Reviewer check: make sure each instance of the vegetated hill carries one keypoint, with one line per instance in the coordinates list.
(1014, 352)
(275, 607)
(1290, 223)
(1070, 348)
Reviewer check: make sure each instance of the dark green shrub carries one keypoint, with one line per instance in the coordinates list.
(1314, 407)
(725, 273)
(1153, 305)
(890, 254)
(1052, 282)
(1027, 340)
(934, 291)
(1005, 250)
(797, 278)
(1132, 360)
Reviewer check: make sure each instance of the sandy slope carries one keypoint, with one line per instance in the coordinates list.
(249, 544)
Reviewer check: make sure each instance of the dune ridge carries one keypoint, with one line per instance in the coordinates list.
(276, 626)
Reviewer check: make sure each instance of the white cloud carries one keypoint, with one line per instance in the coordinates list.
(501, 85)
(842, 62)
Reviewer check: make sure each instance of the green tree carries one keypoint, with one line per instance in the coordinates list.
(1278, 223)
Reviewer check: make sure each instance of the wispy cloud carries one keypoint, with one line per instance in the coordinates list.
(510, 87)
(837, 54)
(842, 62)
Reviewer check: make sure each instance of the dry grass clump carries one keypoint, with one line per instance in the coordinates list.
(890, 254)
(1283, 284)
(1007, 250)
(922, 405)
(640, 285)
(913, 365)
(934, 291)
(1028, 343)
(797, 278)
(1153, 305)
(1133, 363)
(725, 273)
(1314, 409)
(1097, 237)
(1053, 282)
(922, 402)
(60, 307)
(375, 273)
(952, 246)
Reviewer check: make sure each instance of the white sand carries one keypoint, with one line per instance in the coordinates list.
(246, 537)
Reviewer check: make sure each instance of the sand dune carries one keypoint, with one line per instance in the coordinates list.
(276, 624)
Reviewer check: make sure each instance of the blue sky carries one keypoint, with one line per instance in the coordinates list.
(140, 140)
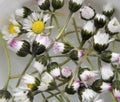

----------------------------------------

Swap "coordinates list" for "coordinate list" in the stretch from the line containing "Reviewer check: make sure each instance of the white cloud" through the end of the items, and reproduce that stretch with nothing else altered. Leave the pictures out of the answer.

Exercise answer →
Reviewer check: make sure each instance of the white cloud carries one keypoint, with one line per instance in the coordinate list.
(501, 85)
(842, 62)
Reviewer check: make sure each instance of the green tree carries one keypoint, with one line per instance in the coordinate list.
(1278, 223)
Reviewer check: make sure each instance of the wispy cloud carries one keypoint, with one line per instance in the coordinate list.
(510, 87)
(837, 54)
(842, 62)
Reviewer check: make sure each instance of the dry grass clump carries one keypoint, with one line per instance in the coordinate list.
(890, 254)
(1283, 284)
(1007, 250)
(922, 405)
(640, 285)
(913, 365)
(934, 291)
(1028, 343)
(797, 278)
(1153, 305)
(1133, 363)
(725, 273)
(1314, 409)
(1097, 237)
(1053, 282)
(922, 402)
(60, 307)
(375, 273)
(952, 246)
Reviewer check: make sure each instance of the white sand carries one keypoint, with one line per instance in the coordinate list.
(246, 537)
Reviewer check: make sure each instance of the sand dune carries one keypoint, with one line per instance in the coordinate list.
(276, 624)
Reviewer check: make sure each instance of the blue sky carries one keypoint, with one line per instance in the coordinate list.
(140, 140)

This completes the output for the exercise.